> TASK DESCRIPTION
Would you please output, word for word, the span of the listing below that opens on the line containing "Can you see the white flower on" and closes on the line containing "Can you see the white flower?"? Include both ends and nothing more.

> DATA TO PROCESS
+---+

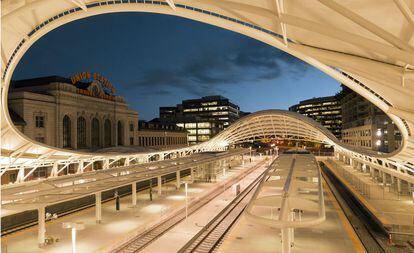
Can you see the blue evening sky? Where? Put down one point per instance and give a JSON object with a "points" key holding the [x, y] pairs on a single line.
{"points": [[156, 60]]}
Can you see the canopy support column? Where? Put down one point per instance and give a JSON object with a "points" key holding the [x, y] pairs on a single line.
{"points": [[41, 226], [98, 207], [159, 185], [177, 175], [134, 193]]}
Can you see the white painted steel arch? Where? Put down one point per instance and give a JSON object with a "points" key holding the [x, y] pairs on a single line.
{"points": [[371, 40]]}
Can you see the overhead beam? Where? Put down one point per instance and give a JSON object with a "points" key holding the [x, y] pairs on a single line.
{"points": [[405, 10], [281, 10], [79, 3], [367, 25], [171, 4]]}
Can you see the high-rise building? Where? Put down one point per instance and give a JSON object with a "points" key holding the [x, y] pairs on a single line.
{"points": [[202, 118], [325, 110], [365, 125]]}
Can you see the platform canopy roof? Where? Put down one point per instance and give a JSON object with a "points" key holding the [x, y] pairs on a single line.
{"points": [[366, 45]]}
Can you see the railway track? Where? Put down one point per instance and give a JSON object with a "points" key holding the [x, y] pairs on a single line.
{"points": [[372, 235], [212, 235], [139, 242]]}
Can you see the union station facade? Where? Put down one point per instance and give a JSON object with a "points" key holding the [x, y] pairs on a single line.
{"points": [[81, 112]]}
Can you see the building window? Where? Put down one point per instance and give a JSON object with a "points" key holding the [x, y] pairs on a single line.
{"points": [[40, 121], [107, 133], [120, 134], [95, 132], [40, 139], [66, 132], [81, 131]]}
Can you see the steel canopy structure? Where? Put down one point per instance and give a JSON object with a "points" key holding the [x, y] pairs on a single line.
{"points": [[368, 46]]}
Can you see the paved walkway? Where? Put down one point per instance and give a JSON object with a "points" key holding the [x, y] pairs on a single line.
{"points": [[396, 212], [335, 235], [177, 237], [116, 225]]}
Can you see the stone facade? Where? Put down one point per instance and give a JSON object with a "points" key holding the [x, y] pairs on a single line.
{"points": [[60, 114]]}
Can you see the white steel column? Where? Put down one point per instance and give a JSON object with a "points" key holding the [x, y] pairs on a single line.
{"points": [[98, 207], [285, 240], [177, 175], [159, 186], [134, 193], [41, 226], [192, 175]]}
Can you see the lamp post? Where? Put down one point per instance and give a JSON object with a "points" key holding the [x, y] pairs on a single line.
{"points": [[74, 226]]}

+---+

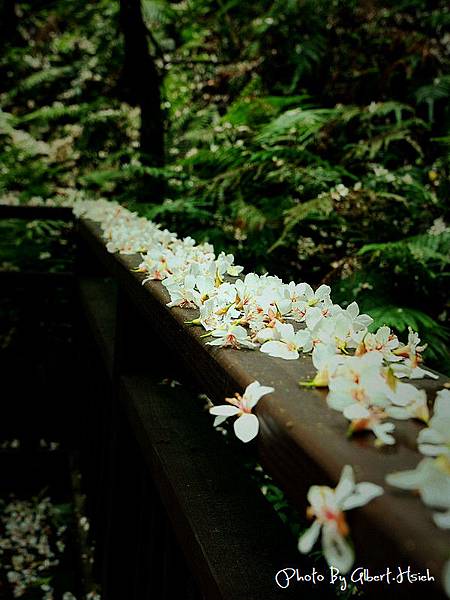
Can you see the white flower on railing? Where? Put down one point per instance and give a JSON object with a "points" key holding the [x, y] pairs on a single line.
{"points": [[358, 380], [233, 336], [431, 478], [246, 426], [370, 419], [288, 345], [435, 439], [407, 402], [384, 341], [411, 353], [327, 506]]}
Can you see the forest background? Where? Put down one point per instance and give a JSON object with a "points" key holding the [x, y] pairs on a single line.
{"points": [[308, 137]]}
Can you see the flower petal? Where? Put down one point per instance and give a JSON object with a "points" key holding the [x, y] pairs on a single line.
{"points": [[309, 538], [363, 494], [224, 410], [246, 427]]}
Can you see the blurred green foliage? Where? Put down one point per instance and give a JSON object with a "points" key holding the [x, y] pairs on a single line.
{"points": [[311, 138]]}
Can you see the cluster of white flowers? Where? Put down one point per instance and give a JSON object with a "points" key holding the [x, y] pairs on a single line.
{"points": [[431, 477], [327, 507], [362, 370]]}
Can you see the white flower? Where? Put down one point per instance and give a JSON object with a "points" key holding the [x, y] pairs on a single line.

+---+

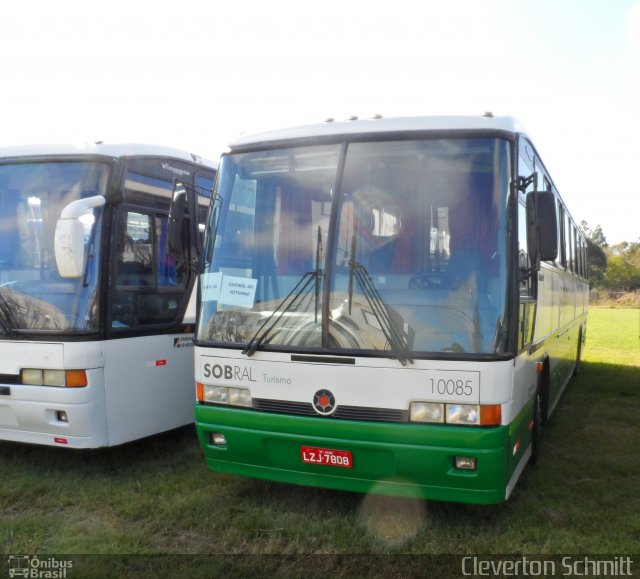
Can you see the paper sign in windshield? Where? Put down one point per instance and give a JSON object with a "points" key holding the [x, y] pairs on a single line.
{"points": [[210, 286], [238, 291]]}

+---+

> TASK RESULT
Can you see the white flower on railing? Where? Put down one point per instance and give a JSON object with a "points" key holding the [x, y] pairs on a single line.
{"points": [[358, 380], [233, 336], [431, 478], [246, 426], [370, 419], [288, 345], [435, 439], [407, 402], [384, 341], [411, 353], [327, 506]]}
Can you see the forest background? Where? Put down one point per instance and give a JSON object with a "points" key holding the [x, y] pairs on a single line.
{"points": [[308, 137]]}
Can you see the flower petal? Where? Put down one point per instance and give a JSON object with a "points" key holding the [x, y] pairs on a single line.
{"points": [[309, 538], [363, 494], [224, 410], [246, 427]]}
Can you see the blurred green foliage? Where? Put down one point per instance and give a JSON object with a "points" key holding the [x, y] pairs on a single line.
{"points": [[311, 138]]}
Can you see the cluster of white flowers? Where? Put down one point per instance and give a JSON object with a "points" key holding the [x, y] pairs on a single line.
{"points": [[431, 477], [327, 507], [362, 370]]}
Can you see the white flower? Where? Put down one point per instance and give a JSON object with a "points" key holding the [x, y] pairs on a single line.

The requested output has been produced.